▶ Exercise instructions
Gather every line in the entries below that contains the word "blue", and copy each one out in full.

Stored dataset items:
□ □ □ □ □ □ □
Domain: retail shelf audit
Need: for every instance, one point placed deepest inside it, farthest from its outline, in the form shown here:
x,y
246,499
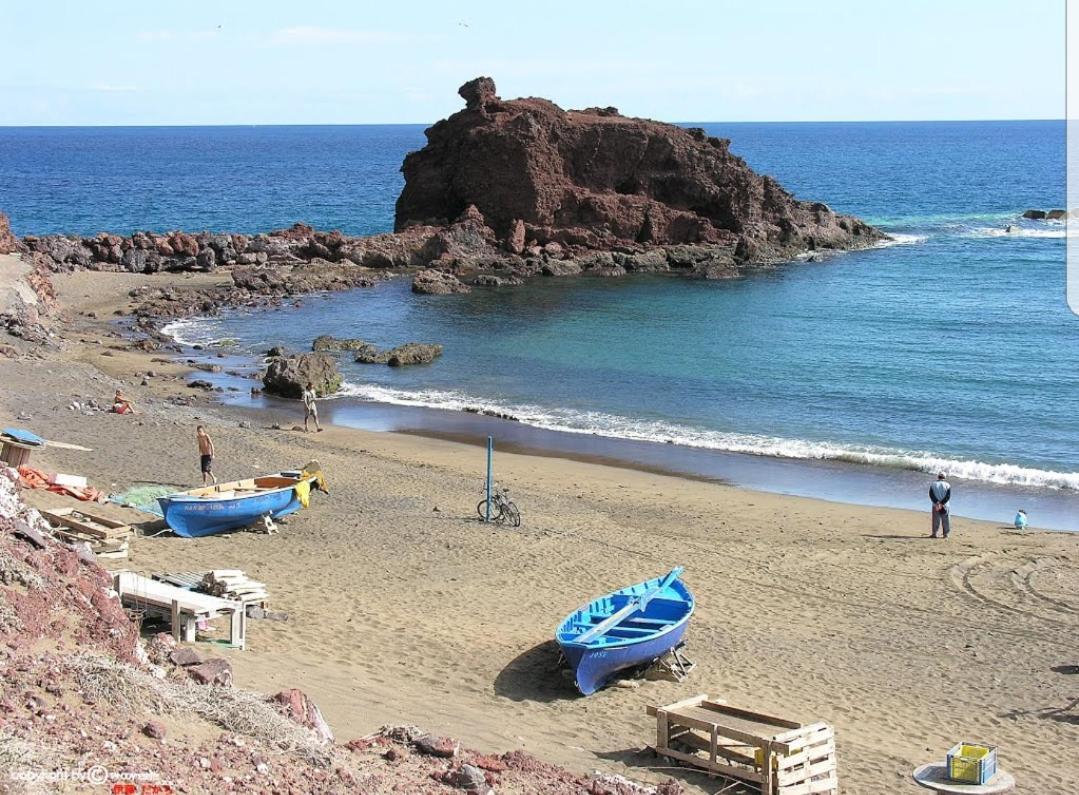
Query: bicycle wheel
x,y
495,510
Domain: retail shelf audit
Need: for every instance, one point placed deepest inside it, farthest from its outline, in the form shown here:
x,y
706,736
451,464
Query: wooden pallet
x,y
778,756
107,537
228,584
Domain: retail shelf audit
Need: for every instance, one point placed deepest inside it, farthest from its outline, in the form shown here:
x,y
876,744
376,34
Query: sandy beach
x,y
405,608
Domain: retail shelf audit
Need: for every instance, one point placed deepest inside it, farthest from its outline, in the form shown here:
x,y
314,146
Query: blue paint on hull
x,y
595,662
194,517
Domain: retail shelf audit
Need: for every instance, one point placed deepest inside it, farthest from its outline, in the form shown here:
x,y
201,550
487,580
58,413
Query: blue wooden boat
x,y
625,629
238,504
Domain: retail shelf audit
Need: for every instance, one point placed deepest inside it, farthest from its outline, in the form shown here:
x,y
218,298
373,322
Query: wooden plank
x,y
728,770
750,715
811,754
805,773
97,526
804,730
175,615
821,731
830,784
724,750
767,775
637,604
742,737
661,729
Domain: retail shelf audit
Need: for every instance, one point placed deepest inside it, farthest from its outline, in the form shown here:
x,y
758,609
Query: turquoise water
x,y
952,348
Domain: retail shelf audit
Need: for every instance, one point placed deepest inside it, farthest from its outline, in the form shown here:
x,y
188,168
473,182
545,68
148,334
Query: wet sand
x,y
405,608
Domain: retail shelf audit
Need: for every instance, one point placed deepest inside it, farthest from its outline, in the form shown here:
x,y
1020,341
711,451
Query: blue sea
x,y
951,348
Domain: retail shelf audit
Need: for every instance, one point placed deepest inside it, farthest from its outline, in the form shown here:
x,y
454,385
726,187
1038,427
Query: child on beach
x,y
310,410
205,454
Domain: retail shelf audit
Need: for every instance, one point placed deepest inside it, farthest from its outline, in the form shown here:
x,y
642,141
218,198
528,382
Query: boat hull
x,y
193,517
595,668
629,643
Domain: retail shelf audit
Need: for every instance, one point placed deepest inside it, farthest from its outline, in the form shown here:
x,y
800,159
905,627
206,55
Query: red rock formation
x,y
593,178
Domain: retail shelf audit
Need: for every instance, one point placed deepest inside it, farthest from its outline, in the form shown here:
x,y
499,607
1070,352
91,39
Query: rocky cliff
x,y
596,179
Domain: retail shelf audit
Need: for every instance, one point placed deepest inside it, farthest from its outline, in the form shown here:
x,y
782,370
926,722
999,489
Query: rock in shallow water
x,y
288,375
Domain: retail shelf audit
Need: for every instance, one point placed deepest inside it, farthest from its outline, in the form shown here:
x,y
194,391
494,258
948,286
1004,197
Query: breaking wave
x,y
619,427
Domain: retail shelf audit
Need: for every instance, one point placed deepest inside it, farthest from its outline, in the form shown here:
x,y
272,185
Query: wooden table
x,y
15,453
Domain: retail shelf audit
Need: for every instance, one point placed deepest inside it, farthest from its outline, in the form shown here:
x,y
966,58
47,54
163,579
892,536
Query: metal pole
x,y
490,455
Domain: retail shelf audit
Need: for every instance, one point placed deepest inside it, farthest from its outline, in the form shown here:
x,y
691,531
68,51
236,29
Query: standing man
x,y
205,453
940,492
310,410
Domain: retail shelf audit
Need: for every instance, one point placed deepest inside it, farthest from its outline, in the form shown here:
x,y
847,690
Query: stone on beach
x,y
215,671
300,709
185,657
431,745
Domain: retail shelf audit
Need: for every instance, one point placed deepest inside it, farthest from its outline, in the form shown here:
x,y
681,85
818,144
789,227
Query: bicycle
x,y
503,508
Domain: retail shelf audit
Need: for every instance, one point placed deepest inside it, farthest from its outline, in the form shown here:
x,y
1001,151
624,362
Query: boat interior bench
x,y
182,606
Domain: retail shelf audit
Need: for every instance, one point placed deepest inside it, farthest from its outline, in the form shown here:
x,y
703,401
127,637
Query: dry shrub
x,y
242,712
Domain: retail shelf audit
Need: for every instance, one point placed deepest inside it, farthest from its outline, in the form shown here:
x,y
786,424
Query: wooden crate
x,y
778,756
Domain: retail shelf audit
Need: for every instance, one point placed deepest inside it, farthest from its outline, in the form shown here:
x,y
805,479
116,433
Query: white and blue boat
x,y
241,503
628,628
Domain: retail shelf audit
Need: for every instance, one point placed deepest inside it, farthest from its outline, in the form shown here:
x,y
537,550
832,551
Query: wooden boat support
x,y
776,755
625,629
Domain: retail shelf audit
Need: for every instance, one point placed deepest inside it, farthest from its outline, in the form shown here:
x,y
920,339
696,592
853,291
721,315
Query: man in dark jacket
x,y
940,493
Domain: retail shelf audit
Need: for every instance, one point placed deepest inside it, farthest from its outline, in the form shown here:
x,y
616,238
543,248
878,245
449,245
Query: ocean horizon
x,y
950,348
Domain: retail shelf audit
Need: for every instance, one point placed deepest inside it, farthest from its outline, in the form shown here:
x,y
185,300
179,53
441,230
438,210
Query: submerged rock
x,y
288,375
8,242
410,353
437,283
327,343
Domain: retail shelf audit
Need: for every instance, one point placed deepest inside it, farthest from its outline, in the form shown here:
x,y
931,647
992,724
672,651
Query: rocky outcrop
x,y
298,708
433,282
410,353
599,180
326,343
288,375
1051,215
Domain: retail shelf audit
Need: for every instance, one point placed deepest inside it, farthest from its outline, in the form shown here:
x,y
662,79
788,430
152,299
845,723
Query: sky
x,y
241,62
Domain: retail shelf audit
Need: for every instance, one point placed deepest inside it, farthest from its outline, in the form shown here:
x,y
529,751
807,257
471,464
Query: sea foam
x,y
622,427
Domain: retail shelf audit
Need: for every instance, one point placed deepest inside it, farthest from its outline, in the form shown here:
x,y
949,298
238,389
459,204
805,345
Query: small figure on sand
x,y
940,493
205,454
310,409
121,405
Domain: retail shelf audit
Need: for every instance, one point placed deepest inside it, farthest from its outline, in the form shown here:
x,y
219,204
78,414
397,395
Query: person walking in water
x,y
310,410
205,454
940,493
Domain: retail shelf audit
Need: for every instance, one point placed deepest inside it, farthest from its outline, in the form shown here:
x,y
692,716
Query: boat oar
x,y
637,604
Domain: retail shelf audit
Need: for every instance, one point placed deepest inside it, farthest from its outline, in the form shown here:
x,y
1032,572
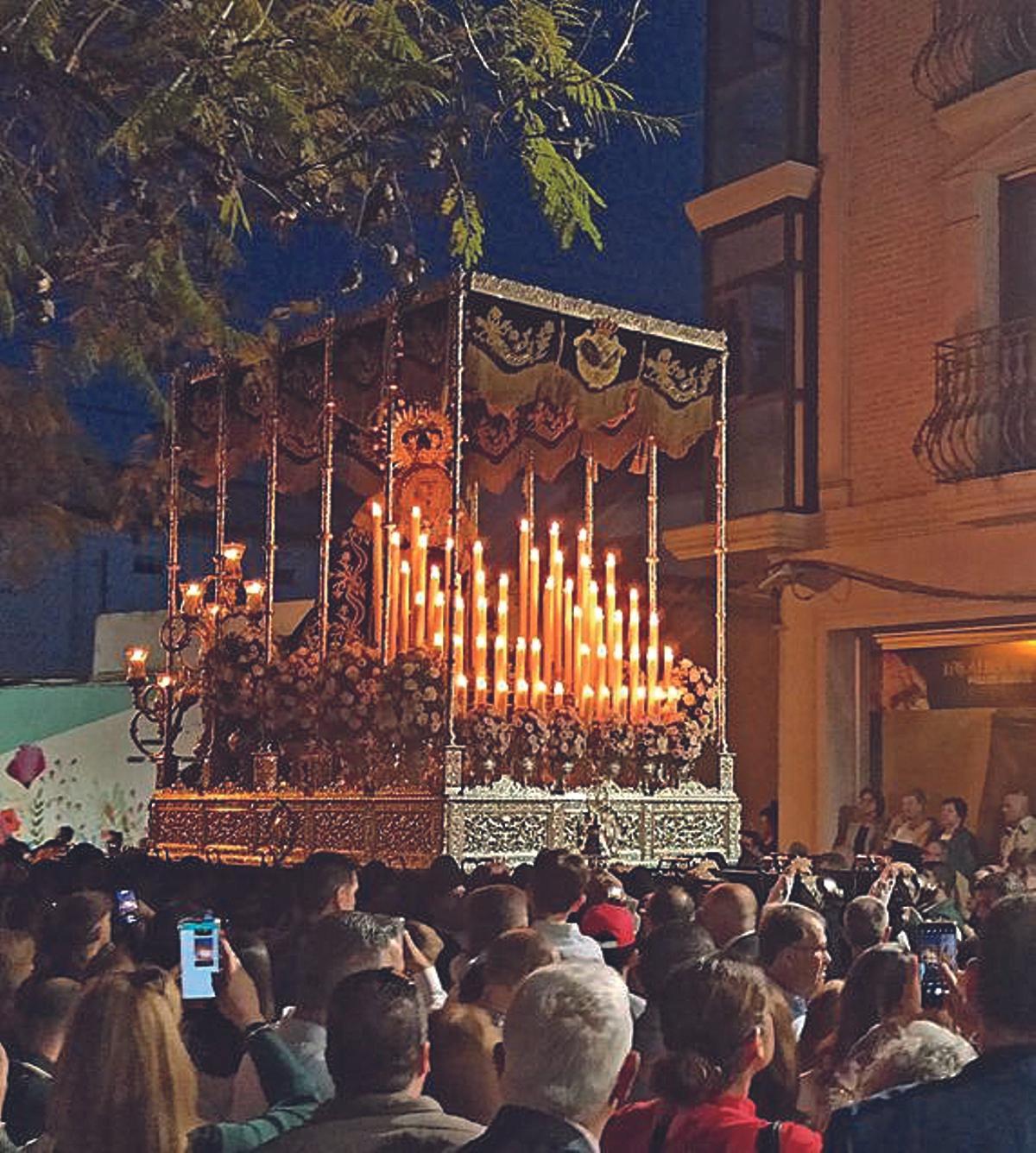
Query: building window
x,y
1018,248
761,104
761,275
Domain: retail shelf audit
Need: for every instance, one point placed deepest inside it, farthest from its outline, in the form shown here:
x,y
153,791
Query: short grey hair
x,y
566,1036
919,1052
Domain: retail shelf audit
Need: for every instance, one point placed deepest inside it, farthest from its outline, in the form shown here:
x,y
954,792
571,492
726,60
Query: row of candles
x,y
573,642
195,607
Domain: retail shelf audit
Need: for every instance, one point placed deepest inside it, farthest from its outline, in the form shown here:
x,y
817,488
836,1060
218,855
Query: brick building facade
x,y
896,566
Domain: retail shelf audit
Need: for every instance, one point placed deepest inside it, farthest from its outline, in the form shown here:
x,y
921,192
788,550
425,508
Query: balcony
x,y
984,419
975,44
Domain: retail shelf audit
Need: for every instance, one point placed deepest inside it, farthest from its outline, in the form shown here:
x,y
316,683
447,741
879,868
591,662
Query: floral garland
x,y
287,696
347,690
697,696
487,736
565,744
233,671
412,707
528,741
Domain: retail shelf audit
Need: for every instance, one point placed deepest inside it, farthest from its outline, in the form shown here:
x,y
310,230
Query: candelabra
x,y
208,607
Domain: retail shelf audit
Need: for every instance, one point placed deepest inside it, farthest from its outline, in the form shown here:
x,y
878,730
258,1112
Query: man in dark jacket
x,y
43,1012
566,1061
989,1105
377,1056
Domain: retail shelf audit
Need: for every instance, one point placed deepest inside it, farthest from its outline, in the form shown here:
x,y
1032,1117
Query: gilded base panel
x,y
514,822
503,820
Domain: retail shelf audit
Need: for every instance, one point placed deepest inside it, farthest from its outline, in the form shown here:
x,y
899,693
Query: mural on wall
x,y
68,760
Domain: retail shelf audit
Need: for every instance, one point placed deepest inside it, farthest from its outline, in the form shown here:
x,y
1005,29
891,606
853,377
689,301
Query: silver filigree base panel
x,y
514,822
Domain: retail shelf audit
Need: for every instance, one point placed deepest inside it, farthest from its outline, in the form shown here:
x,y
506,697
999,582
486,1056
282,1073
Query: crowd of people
x,y
561,1006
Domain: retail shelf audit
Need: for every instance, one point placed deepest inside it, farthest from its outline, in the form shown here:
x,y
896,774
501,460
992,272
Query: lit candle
x,y
255,594
404,639
439,623
500,673
191,599
523,578
377,545
548,627
458,632
569,662
502,611
136,662
534,592
586,699
232,556
420,579
635,678
610,600
521,652
394,590
652,679
435,623
420,618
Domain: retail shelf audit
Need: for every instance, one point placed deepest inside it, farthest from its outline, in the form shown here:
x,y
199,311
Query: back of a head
x,y
728,911
376,1029
124,1081
514,955
68,933
667,948
782,926
493,910
709,1011
874,992
44,1011
319,878
559,884
1006,974
338,946
671,903
864,923
919,1052
566,1036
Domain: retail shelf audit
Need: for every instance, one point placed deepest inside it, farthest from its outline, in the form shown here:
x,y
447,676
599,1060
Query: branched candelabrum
x,y
208,607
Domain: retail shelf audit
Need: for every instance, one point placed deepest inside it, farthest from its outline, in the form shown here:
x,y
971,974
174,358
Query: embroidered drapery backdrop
x,y
545,380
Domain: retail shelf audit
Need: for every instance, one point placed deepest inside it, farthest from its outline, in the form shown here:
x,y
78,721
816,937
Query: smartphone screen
x,y
199,957
127,910
935,942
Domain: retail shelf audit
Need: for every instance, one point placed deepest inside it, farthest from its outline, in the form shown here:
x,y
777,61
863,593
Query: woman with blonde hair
x,y
124,1081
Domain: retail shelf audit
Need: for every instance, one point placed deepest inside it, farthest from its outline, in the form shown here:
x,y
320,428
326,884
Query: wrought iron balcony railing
x,y
984,419
975,44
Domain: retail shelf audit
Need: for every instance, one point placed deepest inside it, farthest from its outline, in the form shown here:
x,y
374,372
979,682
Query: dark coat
□ □ □ □ □ □ □
▶ Answer to the exercise
Query: blue paint on hull
Query: blue wooden boat
Query: blue sea
Query: white and blue boat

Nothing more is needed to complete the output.